> [Your task]:
Repeat the records below exactly, beginning at the first line and finishing with the line that contains "Phrase: ship hull".

> [Natural language region descriptions]:
===
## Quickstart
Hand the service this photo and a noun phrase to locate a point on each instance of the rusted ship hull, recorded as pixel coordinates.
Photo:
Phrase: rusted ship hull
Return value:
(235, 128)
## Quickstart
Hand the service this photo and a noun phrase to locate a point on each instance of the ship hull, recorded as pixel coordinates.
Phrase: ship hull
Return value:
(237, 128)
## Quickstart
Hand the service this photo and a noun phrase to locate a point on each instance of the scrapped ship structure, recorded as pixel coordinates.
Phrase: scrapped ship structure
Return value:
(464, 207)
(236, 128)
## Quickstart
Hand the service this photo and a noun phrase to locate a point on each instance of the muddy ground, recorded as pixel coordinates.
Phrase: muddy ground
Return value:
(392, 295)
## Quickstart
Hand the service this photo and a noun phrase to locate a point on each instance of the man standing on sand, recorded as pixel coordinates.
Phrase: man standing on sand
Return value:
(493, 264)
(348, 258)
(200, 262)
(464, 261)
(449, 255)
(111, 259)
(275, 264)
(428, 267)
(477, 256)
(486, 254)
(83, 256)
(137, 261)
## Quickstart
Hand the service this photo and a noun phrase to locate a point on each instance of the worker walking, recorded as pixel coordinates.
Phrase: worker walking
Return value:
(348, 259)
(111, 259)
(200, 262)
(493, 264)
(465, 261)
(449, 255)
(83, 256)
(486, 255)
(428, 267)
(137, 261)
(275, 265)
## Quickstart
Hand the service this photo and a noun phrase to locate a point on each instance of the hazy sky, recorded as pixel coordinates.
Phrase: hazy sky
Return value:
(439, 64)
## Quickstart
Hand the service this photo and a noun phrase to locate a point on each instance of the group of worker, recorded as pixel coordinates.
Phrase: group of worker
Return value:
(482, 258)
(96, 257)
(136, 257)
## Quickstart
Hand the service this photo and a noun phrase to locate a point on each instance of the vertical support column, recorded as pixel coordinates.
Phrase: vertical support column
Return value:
===
> [Written solution]:
## Quickstart
Hand the service this photo and a noun phrase to locate a point on each instance of the rusted ship hull, recorded as pixel coordinates.
Photo:
Phrase: rusted ship hull
Return value:
(235, 128)
## Quickstart
Hand the service this photo and a noun phrase to locate a point on each instance of the ship hull, recorded as pixel coordinates.
Phrase: ship hull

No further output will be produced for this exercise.